Rewrite everything from the line containing "siding visible in the image above." down through the end of the items, substituting "timber" for "wooden" and leaving all else unchanged.

● **Bounding box annotation entries**:
══════
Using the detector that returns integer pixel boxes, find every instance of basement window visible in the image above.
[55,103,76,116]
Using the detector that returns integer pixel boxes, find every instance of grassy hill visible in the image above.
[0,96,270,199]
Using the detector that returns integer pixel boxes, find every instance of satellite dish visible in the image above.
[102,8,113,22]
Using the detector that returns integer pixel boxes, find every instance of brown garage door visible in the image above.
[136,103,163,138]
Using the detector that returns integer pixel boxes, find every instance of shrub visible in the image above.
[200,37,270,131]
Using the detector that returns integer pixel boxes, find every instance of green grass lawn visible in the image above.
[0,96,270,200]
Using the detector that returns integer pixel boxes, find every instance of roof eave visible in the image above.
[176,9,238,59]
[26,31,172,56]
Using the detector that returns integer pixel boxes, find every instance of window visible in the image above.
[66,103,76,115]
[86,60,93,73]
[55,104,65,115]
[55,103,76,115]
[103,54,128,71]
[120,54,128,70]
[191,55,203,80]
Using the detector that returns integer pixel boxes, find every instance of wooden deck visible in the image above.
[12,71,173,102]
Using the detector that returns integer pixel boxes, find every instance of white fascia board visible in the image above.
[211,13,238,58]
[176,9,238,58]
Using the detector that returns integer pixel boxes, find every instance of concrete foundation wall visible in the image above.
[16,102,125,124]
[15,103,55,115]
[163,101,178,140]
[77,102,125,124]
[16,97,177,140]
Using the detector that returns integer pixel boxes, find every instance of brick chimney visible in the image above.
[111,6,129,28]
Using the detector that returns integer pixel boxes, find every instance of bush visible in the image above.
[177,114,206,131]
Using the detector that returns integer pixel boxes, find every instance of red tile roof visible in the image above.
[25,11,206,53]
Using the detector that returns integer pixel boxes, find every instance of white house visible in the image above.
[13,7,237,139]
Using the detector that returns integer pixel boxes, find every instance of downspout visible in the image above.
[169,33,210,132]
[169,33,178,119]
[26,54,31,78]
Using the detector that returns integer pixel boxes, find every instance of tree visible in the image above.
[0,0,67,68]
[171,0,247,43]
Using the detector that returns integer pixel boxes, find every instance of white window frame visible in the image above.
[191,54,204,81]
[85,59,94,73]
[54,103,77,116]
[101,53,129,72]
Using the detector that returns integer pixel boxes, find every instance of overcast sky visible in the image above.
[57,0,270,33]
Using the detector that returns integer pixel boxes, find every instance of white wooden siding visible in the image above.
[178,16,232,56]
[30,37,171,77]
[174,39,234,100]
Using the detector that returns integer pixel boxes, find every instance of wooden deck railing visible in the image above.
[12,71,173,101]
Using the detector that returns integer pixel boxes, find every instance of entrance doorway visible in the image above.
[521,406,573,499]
══════
● **Response to this task**:
Using the detector that returns integer pixel boxes, find every instance of white timber siding visible in the image above.
[178,16,232,56]
[30,37,171,77]
[174,39,234,100]
Using the detector that returns integer pixel boxes, find every instance of timber deck railing visible in the image above.
[12,71,173,101]
Using the detector that returns integer pixel boxes, find every instance of entrance doorway visible in the image above.
[521,406,573,499]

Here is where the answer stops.